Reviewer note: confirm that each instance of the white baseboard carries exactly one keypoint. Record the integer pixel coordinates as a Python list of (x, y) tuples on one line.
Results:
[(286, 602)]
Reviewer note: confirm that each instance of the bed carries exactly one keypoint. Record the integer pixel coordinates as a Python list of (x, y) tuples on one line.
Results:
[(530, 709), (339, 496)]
+++++
(Consigne de la tâche):
Mettez à jour toute la liste en remplaçant « Reviewer note » par « QA note », sans rien modifier d'autre.

(Résultat de la tâche):
QA note: confirm that each instance of the white baseboard carries exactly one keypoint. Record the integer pixel coordinates as a Python list of (x, y) tuples on one line.
Results:
[(286, 602)]
QA note: confirm that each instance of the bed carries exactly one keypoint. Record the integer pixel coordinates as a Python list of (x, y) tuples on one line.
Results:
[(530, 709), (339, 496)]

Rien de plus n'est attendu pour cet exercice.